# What needs to be done
Down to the last line, output the records below exactly.

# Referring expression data
○ ○ ○ ○ ○
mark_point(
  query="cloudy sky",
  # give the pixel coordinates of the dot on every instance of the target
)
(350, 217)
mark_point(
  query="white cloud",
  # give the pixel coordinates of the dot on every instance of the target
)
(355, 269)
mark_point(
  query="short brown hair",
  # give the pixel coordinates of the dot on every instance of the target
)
○ ○ ○ ○ ○
# Solution below
mark_point(
  query="cloudy sky",
  # give the pixel coordinates of the dot on every instance of the target
)
(350, 217)
mark_point(
  query="white cloud",
  # give the pixel coordinates of the dot on every instance of the target
)
(355, 269)
mark_point(
  query="short brown hair",
  # give the pixel coordinates of the dot on every instance of the target
)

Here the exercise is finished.